> **What you should do**: Can you reproduce, word for word, everything in the data from the line containing "above contains power" down to the line containing "428, 7, 785, 86", with both of those lines included?

> **Data for processing**:
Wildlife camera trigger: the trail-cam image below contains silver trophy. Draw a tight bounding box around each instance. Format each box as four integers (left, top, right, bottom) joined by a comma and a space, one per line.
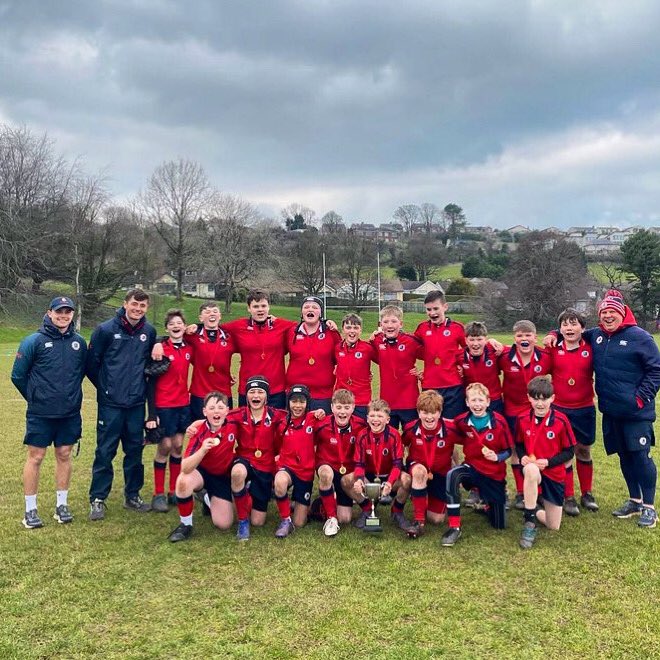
364, 480, 383, 532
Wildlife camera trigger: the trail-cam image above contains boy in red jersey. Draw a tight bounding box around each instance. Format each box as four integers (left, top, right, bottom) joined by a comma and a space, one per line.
371, 305, 423, 430
460, 321, 504, 415
169, 392, 234, 543
415, 291, 465, 419
223, 289, 296, 410
314, 389, 366, 536
442, 383, 513, 547
498, 320, 552, 511
342, 399, 410, 531
146, 309, 192, 513
515, 376, 575, 550
335, 314, 375, 420
546, 308, 598, 516
286, 296, 341, 414
227, 375, 285, 541
403, 390, 460, 538
273, 385, 325, 539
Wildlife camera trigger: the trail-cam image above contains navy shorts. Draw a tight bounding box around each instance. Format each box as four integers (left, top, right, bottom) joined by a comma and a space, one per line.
23, 413, 82, 448
156, 406, 191, 438
197, 467, 232, 502
603, 413, 655, 455
238, 392, 286, 410
435, 385, 467, 419
461, 464, 506, 504
390, 408, 417, 431
489, 399, 504, 415
553, 406, 596, 446
189, 394, 233, 422
233, 458, 273, 513
279, 467, 314, 506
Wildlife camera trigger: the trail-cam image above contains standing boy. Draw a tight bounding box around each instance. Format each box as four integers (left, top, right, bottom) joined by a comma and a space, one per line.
85, 289, 156, 520
11, 296, 87, 529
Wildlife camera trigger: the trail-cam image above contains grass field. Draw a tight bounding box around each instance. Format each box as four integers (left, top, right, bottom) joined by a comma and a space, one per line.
0, 306, 660, 659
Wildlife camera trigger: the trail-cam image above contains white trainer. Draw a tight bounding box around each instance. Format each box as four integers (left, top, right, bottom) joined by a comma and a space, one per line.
323, 517, 339, 536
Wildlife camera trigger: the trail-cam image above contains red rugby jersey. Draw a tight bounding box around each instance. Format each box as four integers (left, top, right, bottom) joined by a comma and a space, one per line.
461, 346, 502, 401
354, 424, 403, 484
222, 317, 296, 394
372, 332, 424, 410
498, 345, 552, 417
516, 410, 575, 483
276, 413, 318, 481
415, 317, 465, 390
225, 406, 286, 473
155, 338, 192, 408
185, 325, 236, 399
286, 323, 341, 399
334, 339, 375, 406
546, 339, 594, 408
184, 420, 236, 475
314, 415, 367, 472
454, 412, 513, 481
403, 419, 461, 474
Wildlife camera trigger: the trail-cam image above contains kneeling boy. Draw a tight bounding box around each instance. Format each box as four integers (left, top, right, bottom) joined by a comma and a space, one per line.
515, 376, 575, 550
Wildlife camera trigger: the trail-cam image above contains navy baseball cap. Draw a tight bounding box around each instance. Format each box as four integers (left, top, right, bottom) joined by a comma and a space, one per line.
48, 296, 76, 311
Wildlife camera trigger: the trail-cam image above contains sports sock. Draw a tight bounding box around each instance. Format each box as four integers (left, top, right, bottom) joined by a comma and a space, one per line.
154, 461, 167, 495
319, 486, 337, 518
564, 464, 575, 497
169, 456, 181, 493
576, 458, 594, 495
523, 509, 536, 525
176, 495, 195, 525
232, 488, 252, 520
511, 463, 525, 495
275, 493, 291, 520
410, 488, 427, 523
25, 493, 37, 513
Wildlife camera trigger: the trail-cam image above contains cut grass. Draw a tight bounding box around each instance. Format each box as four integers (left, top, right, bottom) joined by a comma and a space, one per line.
0, 315, 660, 659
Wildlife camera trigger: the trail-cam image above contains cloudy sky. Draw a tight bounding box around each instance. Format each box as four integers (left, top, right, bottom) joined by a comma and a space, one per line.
0, 0, 660, 227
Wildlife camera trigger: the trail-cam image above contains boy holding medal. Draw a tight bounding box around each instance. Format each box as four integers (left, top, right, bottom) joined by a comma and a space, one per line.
403, 390, 460, 538
169, 392, 234, 543
342, 399, 411, 530
515, 376, 575, 550
442, 383, 513, 547
314, 389, 366, 536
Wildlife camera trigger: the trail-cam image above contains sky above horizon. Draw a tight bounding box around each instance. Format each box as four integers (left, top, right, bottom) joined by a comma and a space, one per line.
0, 0, 660, 228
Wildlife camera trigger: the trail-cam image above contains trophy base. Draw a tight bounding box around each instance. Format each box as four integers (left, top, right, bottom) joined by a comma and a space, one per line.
363, 518, 383, 534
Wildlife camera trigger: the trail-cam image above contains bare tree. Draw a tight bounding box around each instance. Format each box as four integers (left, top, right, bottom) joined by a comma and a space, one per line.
392, 204, 420, 236
140, 158, 217, 300
206, 195, 271, 312
419, 202, 442, 235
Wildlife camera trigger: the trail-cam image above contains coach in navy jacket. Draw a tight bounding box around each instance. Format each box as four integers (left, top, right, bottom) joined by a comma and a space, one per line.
86, 289, 156, 520
11, 296, 87, 529
585, 291, 660, 528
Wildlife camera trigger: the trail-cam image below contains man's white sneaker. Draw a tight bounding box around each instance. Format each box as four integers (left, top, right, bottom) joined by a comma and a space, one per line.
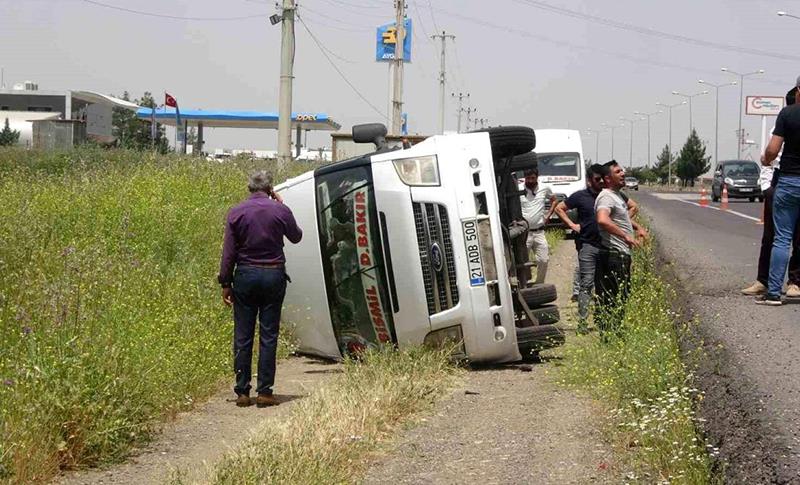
742, 281, 767, 296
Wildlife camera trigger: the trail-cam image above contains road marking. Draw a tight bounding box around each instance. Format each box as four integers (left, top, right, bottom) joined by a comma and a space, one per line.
675, 199, 761, 222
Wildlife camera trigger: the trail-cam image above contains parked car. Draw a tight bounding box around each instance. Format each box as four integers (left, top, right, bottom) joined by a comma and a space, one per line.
276, 124, 564, 363
711, 160, 764, 202
625, 177, 639, 190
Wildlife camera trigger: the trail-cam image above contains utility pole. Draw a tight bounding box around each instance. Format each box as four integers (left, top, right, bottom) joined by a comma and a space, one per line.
278, 0, 295, 169
450, 93, 469, 133
392, 0, 406, 135
431, 30, 456, 135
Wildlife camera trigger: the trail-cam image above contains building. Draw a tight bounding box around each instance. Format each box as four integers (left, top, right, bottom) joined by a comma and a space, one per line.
0, 81, 139, 148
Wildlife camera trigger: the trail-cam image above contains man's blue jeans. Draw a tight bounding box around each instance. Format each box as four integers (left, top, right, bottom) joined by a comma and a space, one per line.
767, 174, 800, 297
578, 244, 600, 324
233, 266, 287, 394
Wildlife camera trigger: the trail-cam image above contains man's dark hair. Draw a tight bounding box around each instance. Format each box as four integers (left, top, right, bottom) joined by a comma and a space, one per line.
601, 160, 619, 178
586, 163, 603, 178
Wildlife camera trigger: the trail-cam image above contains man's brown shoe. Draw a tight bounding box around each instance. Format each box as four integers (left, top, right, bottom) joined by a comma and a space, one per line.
256, 394, 280, 408
236, 394, 253, 408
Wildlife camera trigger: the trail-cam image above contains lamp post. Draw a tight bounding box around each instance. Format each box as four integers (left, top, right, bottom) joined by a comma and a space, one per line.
656, 101, 686, 187
633, 110, 663, 168
778, 10, 800, 19
672, 91, 708, 133
600, 123, 617, 160
586, 128, 602, 163
619, 116, 636, 170
720, 66, 764, 158
697, 79, 738, 167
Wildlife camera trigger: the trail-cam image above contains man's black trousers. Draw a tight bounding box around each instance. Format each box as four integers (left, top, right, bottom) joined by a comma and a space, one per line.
233, 266, 287, 394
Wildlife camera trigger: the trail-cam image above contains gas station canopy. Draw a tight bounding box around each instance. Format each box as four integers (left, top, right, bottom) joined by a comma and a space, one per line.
136, 108, 341, 131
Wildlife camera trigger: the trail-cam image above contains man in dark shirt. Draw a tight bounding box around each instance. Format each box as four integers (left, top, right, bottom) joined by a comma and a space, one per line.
555, 163, 603, 333
757, 77, 800, 306
219, 171, 303, 407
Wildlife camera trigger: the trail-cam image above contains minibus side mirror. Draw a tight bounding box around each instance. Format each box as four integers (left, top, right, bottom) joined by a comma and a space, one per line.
353, 123, 387, 151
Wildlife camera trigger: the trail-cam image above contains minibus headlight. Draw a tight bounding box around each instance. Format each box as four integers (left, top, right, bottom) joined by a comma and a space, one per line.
393, 155, 439, 186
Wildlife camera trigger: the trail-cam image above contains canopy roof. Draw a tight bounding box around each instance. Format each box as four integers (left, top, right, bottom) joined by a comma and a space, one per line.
136, 108, 341, 131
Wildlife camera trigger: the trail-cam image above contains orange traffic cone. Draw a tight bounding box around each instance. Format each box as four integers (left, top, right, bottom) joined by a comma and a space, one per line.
719, 184, 728, 210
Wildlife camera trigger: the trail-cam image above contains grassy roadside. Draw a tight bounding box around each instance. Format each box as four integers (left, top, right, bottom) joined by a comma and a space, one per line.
0, 149, 309, 483
558, 234, 715, 484
172, 348, 459, 485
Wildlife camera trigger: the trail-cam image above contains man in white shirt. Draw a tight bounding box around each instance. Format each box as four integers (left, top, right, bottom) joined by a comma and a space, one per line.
520, 168, 556, 283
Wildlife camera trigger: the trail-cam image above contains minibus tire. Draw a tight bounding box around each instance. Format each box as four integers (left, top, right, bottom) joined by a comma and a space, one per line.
476, 126, 536, 160
519, 283, 558, 308
531, 305, 561, 325
517, 325, 564, 360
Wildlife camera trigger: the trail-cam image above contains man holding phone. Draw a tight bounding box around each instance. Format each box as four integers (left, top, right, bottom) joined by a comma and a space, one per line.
218, 170, 303, 407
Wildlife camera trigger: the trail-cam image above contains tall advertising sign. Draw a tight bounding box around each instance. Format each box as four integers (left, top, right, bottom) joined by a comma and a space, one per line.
375, 19, 412, 62
745, 96, 786, 153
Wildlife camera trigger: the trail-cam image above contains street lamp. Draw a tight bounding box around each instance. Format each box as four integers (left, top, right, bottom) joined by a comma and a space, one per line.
633, 110, 664, 168
672, 91, 708, 133
600, 123, 618, 160
697, 79, 738, 167
619, 116, 644, 170
586, 128, 602, 163
656, 101, 686, 187
721, 66, 764, 158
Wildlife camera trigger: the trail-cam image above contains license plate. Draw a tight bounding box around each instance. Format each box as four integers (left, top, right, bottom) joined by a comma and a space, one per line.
461, 219, 486, 286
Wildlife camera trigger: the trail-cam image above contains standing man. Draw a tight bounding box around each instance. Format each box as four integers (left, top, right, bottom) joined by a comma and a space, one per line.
757, 77, 800, 306
556, 163, 603, 333
594, 160, 647, 333
219, 171, 303, 407
520, 168, 556, 283
742, 88, 800, 298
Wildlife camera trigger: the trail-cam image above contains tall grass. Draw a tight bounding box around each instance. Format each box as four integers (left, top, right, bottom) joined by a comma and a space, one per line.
560, 240, 715, 484
0, 149, 316, 483
180, 348, 457, 485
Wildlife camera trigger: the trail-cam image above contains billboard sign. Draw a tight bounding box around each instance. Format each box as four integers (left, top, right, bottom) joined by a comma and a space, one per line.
375, 19, 412, 62
745, 96, 786, 116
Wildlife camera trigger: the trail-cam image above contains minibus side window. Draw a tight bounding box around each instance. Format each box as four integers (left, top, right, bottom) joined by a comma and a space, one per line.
316, 165, 397, 355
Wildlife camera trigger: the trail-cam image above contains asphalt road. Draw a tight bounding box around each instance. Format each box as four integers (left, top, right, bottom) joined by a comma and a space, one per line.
633, 191, 800, 483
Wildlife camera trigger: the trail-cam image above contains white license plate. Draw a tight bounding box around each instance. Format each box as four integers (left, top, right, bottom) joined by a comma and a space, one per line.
461, 219, 486, 286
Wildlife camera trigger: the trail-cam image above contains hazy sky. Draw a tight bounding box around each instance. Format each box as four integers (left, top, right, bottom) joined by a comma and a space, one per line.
0, 0, 800, 164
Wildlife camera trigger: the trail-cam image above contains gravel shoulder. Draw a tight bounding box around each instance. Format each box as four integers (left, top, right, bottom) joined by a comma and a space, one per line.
55, 357, 341, 485
365, 241, 619, 484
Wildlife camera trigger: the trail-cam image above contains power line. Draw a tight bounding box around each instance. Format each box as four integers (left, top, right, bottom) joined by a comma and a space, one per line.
297, 15, 389, 121
514, 0, 800, 61
428, 7, 785, 86
81, 0, 268, 21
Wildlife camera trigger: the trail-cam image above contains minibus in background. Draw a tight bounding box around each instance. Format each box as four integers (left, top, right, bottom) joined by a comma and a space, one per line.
276, 124, 563, 363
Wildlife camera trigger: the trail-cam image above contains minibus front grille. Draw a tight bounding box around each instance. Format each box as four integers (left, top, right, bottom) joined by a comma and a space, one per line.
412, 202, 458, 315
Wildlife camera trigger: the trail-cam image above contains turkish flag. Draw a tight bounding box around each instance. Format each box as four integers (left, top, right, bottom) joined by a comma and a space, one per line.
164, 93, 178, 108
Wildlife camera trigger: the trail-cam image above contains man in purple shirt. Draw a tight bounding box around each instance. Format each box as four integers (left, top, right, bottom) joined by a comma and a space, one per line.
219, 171, 303, 407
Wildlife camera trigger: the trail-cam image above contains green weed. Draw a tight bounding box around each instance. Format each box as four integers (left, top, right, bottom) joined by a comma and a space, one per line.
0, 149, 316, 483
559, 240, 715, 484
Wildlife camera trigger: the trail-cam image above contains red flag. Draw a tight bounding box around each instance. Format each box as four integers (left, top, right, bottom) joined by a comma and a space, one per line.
164, 93, 178, 108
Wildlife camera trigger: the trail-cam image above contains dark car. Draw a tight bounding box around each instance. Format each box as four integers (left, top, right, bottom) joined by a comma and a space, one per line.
711, 160, 764, 202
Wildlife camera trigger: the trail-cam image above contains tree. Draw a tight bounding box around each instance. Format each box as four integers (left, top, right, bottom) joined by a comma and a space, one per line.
675, 129, 711, 187
112, 91, 169, 153
0, 118, 19, 147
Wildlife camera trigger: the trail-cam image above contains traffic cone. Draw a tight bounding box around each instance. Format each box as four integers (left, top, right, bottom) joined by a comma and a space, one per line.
700, 185, 708, 207
719, 184, 728, 210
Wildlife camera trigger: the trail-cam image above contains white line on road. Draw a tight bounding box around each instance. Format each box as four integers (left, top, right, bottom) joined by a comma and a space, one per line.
676, 199, 761, 222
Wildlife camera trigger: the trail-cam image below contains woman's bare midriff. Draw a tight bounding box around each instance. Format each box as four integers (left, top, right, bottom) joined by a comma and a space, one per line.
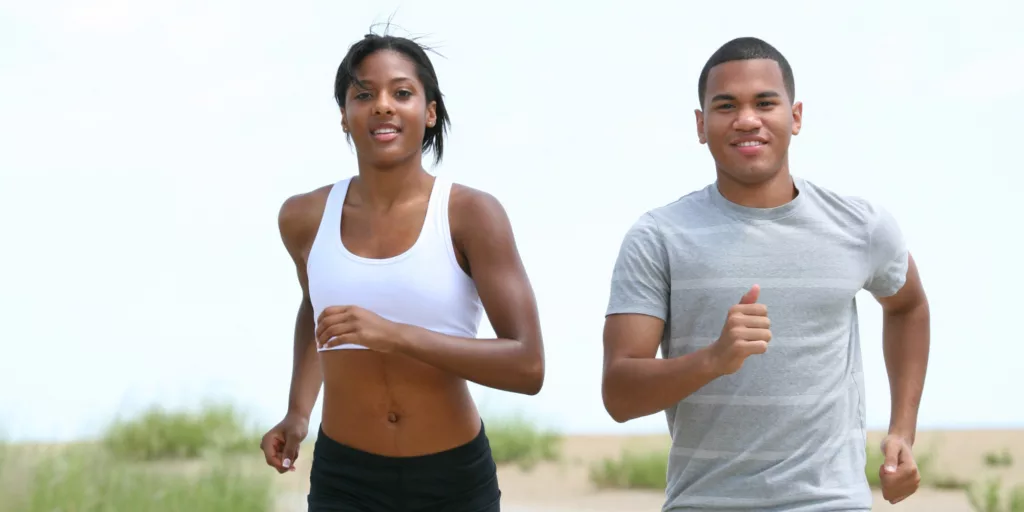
319, 349, 480, 457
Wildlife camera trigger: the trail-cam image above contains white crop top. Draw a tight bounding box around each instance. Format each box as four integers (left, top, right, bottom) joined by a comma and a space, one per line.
306, 176, 483, 350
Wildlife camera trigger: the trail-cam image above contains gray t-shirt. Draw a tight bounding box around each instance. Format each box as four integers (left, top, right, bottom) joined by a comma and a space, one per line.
607, 178, 907, 512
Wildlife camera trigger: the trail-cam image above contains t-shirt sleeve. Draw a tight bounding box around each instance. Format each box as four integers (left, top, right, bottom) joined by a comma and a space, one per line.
864, 207, 909, 297
605, 213, 671, 321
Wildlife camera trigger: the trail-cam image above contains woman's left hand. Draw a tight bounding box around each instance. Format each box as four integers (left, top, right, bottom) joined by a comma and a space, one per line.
316, 306, 401, 352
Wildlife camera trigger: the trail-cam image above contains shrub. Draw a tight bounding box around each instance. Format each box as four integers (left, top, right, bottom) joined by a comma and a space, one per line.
590, 450, 669, 489
485, 417, 562, 469
103, 404, 260, 461
0, 445, 273, 512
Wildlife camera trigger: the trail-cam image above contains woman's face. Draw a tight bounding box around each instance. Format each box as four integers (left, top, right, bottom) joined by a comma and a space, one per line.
341, 50, 437, 168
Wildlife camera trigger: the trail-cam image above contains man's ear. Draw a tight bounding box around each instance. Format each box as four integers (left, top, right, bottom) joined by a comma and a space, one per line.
693, 109, 708, 144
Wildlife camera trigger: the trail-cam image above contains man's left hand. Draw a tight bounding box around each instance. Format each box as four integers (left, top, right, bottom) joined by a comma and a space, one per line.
879, 434, 921, 505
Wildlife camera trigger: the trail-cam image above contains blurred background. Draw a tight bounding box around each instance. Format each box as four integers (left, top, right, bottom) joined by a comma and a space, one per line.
0, 0, 1024, 512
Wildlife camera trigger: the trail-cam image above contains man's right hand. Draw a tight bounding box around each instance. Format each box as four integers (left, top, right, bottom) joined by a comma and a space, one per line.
260, 414, 309, 473
708, 285, 771, 375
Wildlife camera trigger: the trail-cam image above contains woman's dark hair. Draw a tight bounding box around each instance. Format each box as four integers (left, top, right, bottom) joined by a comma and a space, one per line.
334, 34, 452, 165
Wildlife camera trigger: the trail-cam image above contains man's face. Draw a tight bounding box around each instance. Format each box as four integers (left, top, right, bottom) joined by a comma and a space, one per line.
696, 58, 803, 184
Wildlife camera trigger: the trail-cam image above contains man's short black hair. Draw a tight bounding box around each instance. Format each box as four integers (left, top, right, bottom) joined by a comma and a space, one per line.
697, 37, 797, 108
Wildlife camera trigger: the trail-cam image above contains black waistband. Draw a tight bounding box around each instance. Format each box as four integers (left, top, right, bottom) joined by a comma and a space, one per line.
313, 421, 490, 467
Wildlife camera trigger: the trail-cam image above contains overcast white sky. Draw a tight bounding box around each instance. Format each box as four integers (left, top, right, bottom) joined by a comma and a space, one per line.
0, 0, 1024, 439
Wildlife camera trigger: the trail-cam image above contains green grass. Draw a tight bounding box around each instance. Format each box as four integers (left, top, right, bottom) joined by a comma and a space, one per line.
590, 450, 669, 490
967, 478, 1024, 512
0, 406, 273, 512
484, 416, 562, 470
0, 446, 273, 512
103, 404, 262, 461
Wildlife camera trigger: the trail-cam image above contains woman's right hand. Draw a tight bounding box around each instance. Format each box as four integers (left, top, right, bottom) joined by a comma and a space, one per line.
260, 414, 309, 473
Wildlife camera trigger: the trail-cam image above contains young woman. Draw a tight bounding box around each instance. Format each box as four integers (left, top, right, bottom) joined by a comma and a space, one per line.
262, 35, 544, 512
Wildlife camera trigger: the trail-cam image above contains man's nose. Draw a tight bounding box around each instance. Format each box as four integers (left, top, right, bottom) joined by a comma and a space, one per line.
735, 109, 762, 131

> **Answer to this problem**:
Wildlife camera trigger: the trail-cam image above contains power line. Draw a tight bounding box around each instance. Format each box as four integers (left, top, right, bottom) joined by a comma and a space, one per line.
297, 15, 389, 121
514, 0, 800, 61
428, 7, 785, 86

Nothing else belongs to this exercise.